Across the following data, how many lines include the string "Where"? Reply with the number and nothing more.

[Recorded data Boundary: Start]

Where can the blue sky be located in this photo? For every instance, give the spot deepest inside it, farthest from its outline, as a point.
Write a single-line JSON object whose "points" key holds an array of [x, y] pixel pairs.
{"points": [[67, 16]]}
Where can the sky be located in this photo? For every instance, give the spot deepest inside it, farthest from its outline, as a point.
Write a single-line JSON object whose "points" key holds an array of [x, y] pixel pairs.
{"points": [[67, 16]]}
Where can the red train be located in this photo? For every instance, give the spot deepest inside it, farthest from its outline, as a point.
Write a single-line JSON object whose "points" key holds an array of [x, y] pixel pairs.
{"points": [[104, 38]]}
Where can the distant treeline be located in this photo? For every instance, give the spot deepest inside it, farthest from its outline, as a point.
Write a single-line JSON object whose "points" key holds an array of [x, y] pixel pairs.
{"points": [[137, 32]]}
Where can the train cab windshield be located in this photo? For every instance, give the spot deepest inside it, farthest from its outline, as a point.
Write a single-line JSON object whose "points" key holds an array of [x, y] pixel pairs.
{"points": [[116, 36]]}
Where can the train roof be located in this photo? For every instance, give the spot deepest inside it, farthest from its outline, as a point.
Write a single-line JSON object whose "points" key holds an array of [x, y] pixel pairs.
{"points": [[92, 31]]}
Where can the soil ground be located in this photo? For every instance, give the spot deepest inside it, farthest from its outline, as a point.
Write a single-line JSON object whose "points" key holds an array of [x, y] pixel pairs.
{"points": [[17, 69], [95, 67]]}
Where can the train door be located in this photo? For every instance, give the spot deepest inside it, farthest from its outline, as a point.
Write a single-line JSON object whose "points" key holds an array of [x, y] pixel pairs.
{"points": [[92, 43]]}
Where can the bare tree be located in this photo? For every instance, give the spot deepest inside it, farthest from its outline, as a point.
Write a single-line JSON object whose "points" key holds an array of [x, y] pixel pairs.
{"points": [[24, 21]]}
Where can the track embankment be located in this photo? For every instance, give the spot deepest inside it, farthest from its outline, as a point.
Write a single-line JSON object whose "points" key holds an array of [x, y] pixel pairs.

[Recorded data Boundary: End]

(Answer) 10